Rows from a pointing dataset
-- START --

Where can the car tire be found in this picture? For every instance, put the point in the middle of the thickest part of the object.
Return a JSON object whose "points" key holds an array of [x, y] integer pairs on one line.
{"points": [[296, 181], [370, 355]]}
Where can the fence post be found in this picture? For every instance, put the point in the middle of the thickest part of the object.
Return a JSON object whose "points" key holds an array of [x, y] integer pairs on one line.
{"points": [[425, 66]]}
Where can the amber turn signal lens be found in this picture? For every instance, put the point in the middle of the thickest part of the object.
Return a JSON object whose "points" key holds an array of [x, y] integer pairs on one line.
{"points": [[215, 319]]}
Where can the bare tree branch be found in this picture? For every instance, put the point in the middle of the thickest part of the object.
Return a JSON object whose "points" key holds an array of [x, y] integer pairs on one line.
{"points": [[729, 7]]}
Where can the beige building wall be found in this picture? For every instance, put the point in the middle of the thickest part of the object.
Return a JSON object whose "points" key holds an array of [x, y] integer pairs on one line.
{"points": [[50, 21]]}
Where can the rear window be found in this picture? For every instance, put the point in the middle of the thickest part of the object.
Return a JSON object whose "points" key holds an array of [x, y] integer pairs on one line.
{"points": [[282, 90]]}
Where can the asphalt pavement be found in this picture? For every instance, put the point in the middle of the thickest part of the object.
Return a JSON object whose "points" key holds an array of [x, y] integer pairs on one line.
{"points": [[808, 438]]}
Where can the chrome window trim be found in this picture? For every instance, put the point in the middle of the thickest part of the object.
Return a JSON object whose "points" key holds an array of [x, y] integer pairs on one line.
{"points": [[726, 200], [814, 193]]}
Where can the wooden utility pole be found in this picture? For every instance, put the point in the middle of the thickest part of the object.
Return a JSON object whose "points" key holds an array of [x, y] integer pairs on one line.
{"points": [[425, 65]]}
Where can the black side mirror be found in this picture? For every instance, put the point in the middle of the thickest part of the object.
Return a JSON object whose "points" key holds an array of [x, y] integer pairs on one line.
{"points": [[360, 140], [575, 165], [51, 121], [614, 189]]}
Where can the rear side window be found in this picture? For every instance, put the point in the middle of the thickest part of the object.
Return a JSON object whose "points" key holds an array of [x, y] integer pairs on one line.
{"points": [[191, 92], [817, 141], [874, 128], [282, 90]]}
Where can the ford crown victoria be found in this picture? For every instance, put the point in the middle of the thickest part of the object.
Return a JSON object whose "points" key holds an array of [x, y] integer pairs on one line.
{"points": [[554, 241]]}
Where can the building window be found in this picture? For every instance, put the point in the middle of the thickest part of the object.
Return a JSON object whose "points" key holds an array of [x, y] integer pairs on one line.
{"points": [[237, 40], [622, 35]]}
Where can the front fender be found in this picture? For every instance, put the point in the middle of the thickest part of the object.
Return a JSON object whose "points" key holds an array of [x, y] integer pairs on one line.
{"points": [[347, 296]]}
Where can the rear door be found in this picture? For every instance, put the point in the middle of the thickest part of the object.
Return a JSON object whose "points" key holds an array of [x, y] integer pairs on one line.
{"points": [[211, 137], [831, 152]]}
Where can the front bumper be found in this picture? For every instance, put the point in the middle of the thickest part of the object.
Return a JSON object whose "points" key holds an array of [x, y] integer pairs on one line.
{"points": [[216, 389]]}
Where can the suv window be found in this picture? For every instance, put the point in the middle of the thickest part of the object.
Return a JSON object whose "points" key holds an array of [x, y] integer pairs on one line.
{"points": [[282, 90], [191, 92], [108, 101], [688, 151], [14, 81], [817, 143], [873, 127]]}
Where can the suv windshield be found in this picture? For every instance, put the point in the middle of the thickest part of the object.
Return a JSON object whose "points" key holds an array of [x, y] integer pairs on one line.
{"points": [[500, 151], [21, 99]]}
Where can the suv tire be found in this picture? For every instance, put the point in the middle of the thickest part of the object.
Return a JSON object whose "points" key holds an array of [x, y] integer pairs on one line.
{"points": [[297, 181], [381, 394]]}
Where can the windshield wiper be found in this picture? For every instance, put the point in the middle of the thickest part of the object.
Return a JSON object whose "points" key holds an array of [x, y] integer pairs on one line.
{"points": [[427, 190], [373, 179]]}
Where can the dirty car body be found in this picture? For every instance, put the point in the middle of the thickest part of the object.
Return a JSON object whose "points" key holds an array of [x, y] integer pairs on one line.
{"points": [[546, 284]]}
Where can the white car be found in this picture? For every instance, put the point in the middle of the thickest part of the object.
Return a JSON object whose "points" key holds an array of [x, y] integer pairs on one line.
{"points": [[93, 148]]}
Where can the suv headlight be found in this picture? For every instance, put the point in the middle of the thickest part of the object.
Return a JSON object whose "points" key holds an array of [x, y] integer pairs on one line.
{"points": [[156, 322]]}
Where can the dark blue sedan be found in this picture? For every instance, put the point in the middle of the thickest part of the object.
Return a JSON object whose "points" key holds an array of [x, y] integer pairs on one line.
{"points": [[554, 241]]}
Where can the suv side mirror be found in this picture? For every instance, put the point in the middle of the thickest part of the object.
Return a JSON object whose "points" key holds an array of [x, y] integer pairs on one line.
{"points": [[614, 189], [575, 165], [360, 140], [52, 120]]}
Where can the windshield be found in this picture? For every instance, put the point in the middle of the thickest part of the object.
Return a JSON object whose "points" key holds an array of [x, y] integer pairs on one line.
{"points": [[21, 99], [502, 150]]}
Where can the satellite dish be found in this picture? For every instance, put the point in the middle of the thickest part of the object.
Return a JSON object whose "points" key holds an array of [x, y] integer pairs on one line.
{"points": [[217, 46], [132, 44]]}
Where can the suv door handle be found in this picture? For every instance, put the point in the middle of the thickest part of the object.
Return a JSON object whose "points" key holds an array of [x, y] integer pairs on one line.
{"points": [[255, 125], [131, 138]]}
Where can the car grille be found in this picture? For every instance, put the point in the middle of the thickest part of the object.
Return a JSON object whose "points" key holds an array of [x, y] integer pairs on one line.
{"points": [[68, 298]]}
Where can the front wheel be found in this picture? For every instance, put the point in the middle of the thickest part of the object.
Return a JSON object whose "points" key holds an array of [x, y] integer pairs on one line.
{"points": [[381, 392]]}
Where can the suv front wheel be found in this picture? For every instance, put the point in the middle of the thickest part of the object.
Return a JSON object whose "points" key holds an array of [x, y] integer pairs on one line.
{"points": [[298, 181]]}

-- END --

From the first line to the last, please quote the material above exactly.

Where can the car tire be found in this picture? For every instance, put the point in the middle of the thickest part of the object.
Return a JSON object whose "points" key holds an array of [x, y] integer pairs on one line.
{"points": [[296, 181], [370, 355]]}
Where can the fence post be found in this picture? For every instance, put the point in the middle of the thickest part of the object.
Return a JSON object whose "points" key holds an array of [x, y] integer pairs on one line.
{"points": [[425, 66]]}
Where can the amber turn signal lens be found in this picture? For every instance, put the point in the middle of the thickest part of the object.
Return a JSON object whose "points" key holds an array of [x, y] integer pairs on one line.
{"points": [[215, 319]]}
Where can the bare tree branch be found in this picture? For every instance, put the point in the middle of the thickest part of the object.
Return a JSON object whose "points" key holds an array of [x, y] integer pairs on one line.
{"points": [[729, 7]]}
Where can the beige building wall be found in this picture? For every instance, put the point in the middle of the thickest part of the object.
Return a JSON object whose "points" key holds an array of [x, y] integer pairs on one line.
{"points": [[50, 21]]}
Where can the rear window be found in this picture? For every instance, put the point in the middle of the thickest part of the object.
Return a JSON object whose "points" key holds an array of [x, y] integer pairs on one line.
{"points": [[282, 90]]}
Where can the asphalt pavement be found in this picture? For every instance, put the point in the middle of the thickest part of the object.
Return a JSON object whose "points" key holds an array of [x, y] integer pairs on one line.
{"points": [[808, 438]]}
Where can the chrome window trim be found in this picture? For every instance, put the point in the middle of the thickest part of the object.
Return a JSON object whose "points" key holds an array of [x, y] integer pairs on one line.
{"points": [[726, 200], [814, 193]]}
Where can the wooden utility pole be found in this picture? For every instance, put the point in the middle of the thickest part of the object.
Return a JSON object whose "points" key holds an array of [x, y] integer pairs on one line.
{"points": [[425, 65]]}
Where can the black side mirror be found in this picture? For every instance, put the point in the middle of the thickest part of the object.
Return a JSON object whose "points" key holds an array of [x, y] integer pairs on one line.
{"points": [[360, 140], [575, 165], [51, 121], [614, 189]]}
Where can the rear side window be found in this picture? For every instance, put the point in the middle of the thickest part of the object.
Return a JSON object whose "points" key holds an array of [x, y] integer pairs on one line.
{"points": [[191, 92], [817, 141], [874, 128], [282, 90]]}
Where can the ford crown victoria be found in this picture? For every instance, put the point in the middle of the thickest part of the object.
Return a JSON object whose "points" key holds an array of [x, y] integer pairs on one line.
{"points": [[554, 241]]}
Where can the building window be found in this picture? For every instance, put the point in the middle of the thickest part of the object.
Return a JSON object whose "points" key holds an array of [x, y] integer pairs on one line.
{"points": [[237, 40], [622, 35]]}
Where can the front fender be found in this picture? For every instance, put the point in the middle of the thickest part of the object.
Return a JSON object whose "points" key holds an array of [x, y] integer pairs on one line.
{"points": [[347, 296]]}
Where can the rear door be found in this picture? For every instance, put the point in the middle of the thickest part of the object.
Return a JSON object whose "points" key holds an array of [x, y] integer pairs on one line.
{"points": [[211, 137], [831, 152]]}
Where can the front bumper be found in this picture? For every instance, put the point in the middle of the thickest part of the object.
Return a JSON object whose "points" key holds an array of [x, y] integer pairs on one line.
{"points": [[216, 389]]}
Where can the suv window be found in this picture? For every instance, put the point in the middle of the thickest part of the object.
Return a JSON object whose "points" key holds an array of [x, y] integer pairs on one line.
{"points": [[282, 90], [191, 92], [108, 101], [688, 151], [14, 81], [817, 143], [873, 127]]}
Where can the suv windshield be found in this picture? For every instance, put the point in the middle of the thickest part of the object.
Return a JSON object whose "points" key holds an array of [x, y] integer pairs on one line.
{"points": [[500, 151], [21, 99]]}
Where can the suv tire be found in this picture? For every instance, put the point in the middle of the thickest part of the object.
Return a JSON object whose "points" key holds an array of [x, y] integer pairs on one line.
{"points": [[297, 181], [381, 394]]}
Where can the windshield wiper be found in this picture? For every instance, put the point in the middle of the thickest part of the object.
Return a JSON object whose "points" key holds an array of [x, y] integer pairs on one line.
{"points": [[427, 190], [373, 179]]}
Where can the dirty car body be found in this picture? For every instance, put the point in the middle of the thickest part of the object.
Return a JSON object whose "points" key holds an array of [x, y] integer pairs on one line.
{"points": [[546, 284]]}
Where can the white car be found in this picture? For every instance, put the point in the middle of the thickest part of the object.
Return a JSON object whose "points" key holds an array of [x, y] integer pairs on one line.
{"points": [[93, 148]]}
Where can the suv headlight be found in this picture? For every instance, put the point in the middle of the thickest part of the object.
Return a JSON object whose "points" key holds an array of [x, y] integer pairs on one line.
{"points": [[156, 322]]}
Where can the dark blue sedan be found in this picture? For every instance, put the point in the middle of the thickest part of the object.
Return a JSON object whose "points" key holds an array of [x, y] integer pairs on one line.
{"points": [[554, 241]]}
Where can the suv side mirror be found in this picture? For every instance, put the point in the middle of the thickest part of the object.
Return a JSON object whose "points" key holds an array of [x, y] integer pairs on one line.
{"points": [[614, 189], [575, 165], [360, 140], [52, 120]]}
Where can the windshield be found in this picture? For every instance, put the point in the middle of the thickest part of the object.
Return a JSON object whose "points" key holds an array of [x, y] integer pairs on one line.
{"points": [[21, 99], [502, 150]]}
Where can the satellite dish be found in this picture? For every instance, put the point in the middle of the thickest part of the object.
Return a JSON object whose "points" key holds an array of [x, y] integer pairs on one line.
{"points": [[217, 46], [132, 44]]}
Where can the suv door handle be found in this picture? For every instance, put the point in the middle of the thickest part of the object.
Return a JSON object whose "points" key holds an array of [x, y] integer pairs on one line.
{"points": [[255, 125], [131, 138]]}
Where can the car grille be found in this picture? For every instance, put the point in the middle of the thickest part of the object.
Return a JSON object whose "points" key holds an array of [x, y] integer pairs on one line.
{"points": [[68, 298]]}
Where can the front wheel be found in this picture? For every instance, put the point in the middle of the thickest part of the object.
Return a JSON object whose "points" key holds an array of [x, y] integer pairs on one line.
{"points": [[381, 392]]}
Where can the suv front wheel be found in this picture? For every instance, put the point in the middle of the thickest part of the object.
Return a JSON object whose "points" key holds an array of [x, y] integer pairs on one line.
{"points": [[298, 181]]}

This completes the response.